Исходный текст>
Позже из фильмов Кулиджанова уйдет благостность, но пока он отворачивается от жестоких реалий жизни и темных провалов человеческой души еще и по той причине, что внимание к ним помешало бы ему утвердить концепцию непротивления злу насилием с такой полнотой и отчетливостью, как это сделано в чарующей простодушием и сентиментальностью картине «Когда деревья были большими». Иорданова в фильме называют алкоголиком, но мы ни разу не увидим его ни пьяным, ни расхристанным. <...>
Есть какая-то черта, за которой долготерпение кулиджановских героинь, их неготовность дать хоть какой-то отпор безнравственности могли бы выглядеть прямым ей попустительством, даже неумением различать добро и зло. Но художник никогда не дает переступить эту черту. Если в ранних его фильмах непротивление злу мотивируется тем, что самое зло выглядит скорее душевной слабостью или нечаянным грехом близкого человека, то в последних картинах, наоборот, оно объясняется тотальностью зла, его неподвластностью индивидуальному сопротивлению. Спасение человека — в неучастии в общей лжи и насилии, в тайном сохранении нравственного закона внутри себя.
Теперь речь идет о глобальной катастрофе, но действие по-прежнему погружено в неброскую и достоверную вещную и природную среду. В кулиджановском мире сюжет предпочитает развернуться летом, где-нибудь недалеко от тихой реки, на безмятежной глади которой отражаются купы прибрежных ракит. Жилище всегда небогато: изба, главным украшением которой служит белоснежный тюль на многочисленных окнах или прибранная комната в коммуналке, где значима каждая, чем-то памятная хозяевам и тщательно сберегаемая вещь. Вроде узорчатой кашемировой скатерти в «Умирать не страшно».
Маленькие дочери Ксении после той ночи, когда забрали их дедушку и мать, снимают со стола эту скатерть, расставляют чашки, пьют чай, старательно протирают клеенку и снова раскладывают скатерть на столе, не оставив не одной морщинки. Она унаследована наверняка от бабушки, глядящей с портрета на стене. Выполняя семейный ритуал чаепития, девочки оберегают душевную крепость, в то время, когда дверь домашней крепости уже взломана. <...>
Художественный мир Кулиджанова вообще очень деликатен. Если не считать нескольких моментов в «Преступлении и наказании», в фильмах режиссера нет ни одной внешне напряженной сцены с разыгравшимися страстями и бурными объяснениями. Здесь не хохочут, а улыбаются, не рыдают, а беззвучно роняют слезы. Говорят же обычно негромко. Богатейший психологический рисунок актерских ролей создается из игры приглушенных полутонов, точно найденных подробностей всегда сдержанной мимики и пластики.

Сохранённые записи>
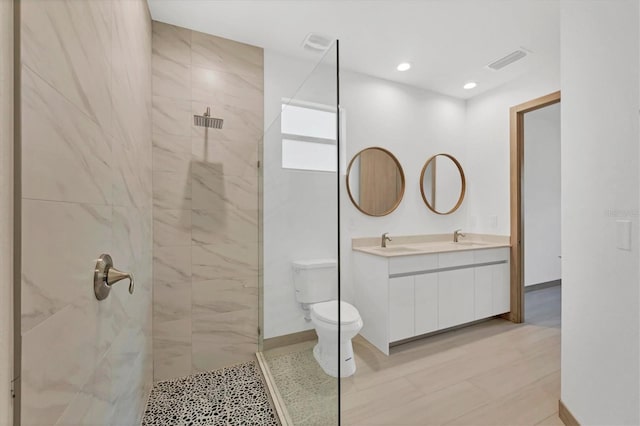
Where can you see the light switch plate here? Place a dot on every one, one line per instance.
(623, 234)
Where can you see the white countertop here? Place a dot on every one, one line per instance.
(411, 247)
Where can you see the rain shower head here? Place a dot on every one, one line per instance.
(206, 120)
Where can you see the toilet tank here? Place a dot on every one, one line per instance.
(315, 280)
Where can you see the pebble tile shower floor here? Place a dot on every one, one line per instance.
(233, 395)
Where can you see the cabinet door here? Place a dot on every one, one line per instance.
(455, 297)
(426, 303)
(401, 308)
(501, 288)
(484, 291)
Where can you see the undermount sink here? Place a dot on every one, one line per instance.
(396, 249)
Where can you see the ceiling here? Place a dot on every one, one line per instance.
(448, 42)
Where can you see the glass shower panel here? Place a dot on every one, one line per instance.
(299, 258)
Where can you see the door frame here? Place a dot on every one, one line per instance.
(516, 136)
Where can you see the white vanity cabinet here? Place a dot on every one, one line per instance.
(406, 296)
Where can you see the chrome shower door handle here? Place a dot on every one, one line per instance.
(105, 276)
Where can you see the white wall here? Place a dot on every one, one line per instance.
(300, 207)
(6, 210)
(541, 194)
(600, 322)
(488, 149)
(300, 220)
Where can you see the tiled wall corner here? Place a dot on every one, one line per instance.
(87, 163)
(205, 191)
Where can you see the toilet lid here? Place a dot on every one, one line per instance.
(328, 312)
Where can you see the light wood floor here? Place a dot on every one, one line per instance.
(493, 373)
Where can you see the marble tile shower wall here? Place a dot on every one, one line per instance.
(86, 179)
(205, 195)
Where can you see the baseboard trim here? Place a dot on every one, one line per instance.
(288, 339)
(272, 389)
(540, 286)
(565, 415)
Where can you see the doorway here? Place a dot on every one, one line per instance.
(517, 186)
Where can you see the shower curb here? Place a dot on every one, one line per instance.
(272, 390)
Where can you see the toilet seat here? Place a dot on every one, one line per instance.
(328, 312)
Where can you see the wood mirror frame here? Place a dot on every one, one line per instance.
(399, 175)
(463, 186)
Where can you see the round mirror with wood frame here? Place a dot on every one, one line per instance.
(442, 184)
(375, 181)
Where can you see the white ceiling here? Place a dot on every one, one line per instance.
(448, 42)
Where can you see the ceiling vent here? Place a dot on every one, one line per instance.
(507, 60)
(316, 42)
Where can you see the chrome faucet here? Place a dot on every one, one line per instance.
(385, 238)
(457, 234)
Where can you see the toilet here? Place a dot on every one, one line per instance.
(316, 284)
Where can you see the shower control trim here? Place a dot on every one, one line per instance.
(105, 276)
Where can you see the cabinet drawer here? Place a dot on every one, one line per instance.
(426, 303)
(491, 255)
(408, 264)
(457, 258)
(455, 297)
(401, 308)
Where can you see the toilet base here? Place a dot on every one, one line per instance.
(325, 353)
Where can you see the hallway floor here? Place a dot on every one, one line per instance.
(492, 373)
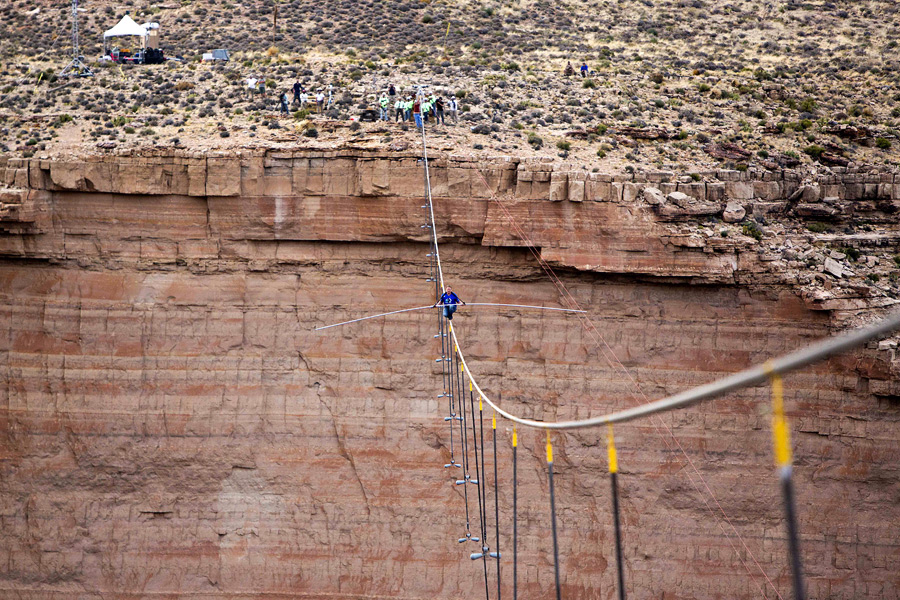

Задания>
1. Назовите все фильмы Кулиджанова, которые упоминаются в тексте о его фильмах.
2. Допишите продолжение текста о фильмах Кулиджанова.
Записи для работы не понадобятся.

Ответы к заданиям>
1. «Когда деревья были большими», «Умирать не страшно», «Преступление и наказание».

2.
Центром кулиджановского мира всегда был и остается Дом. <...>
Дом в «Незабудках» — образ неуклонного социального регресса и нравственного одичания нашего общества. В своей избыточной наглядности и однозначной безысходности он способен вызвать сомнения. Как, впрочем, и некоторые образы и мысли в «Умирать не страшно». Например, сцена, где юродствующий и вместе истово-серьезный старик в драной шинели (в 1935 году!) норовит поцеловать ручку бывшему барину-благодетелю, что трактовано авторами как покаяние крестьянина, тяжко и беспричинно согрешившего в 17-м. <...>
Дискредитация коммунистической утопии и окончательное авторское прощание с шестидесятническим прекраснодушием понятны и естественны. Но вряд ли приемлема предложенная взамен ретроспективная утопия — умиление якобы существовавшей некогда гармонией имущих и неимущих. Натиск сегодняшних экстремальных обстоятельств ломает уравновешенный мир Кулиджанова, как, впрочем, и многих других режиссеров его поколения.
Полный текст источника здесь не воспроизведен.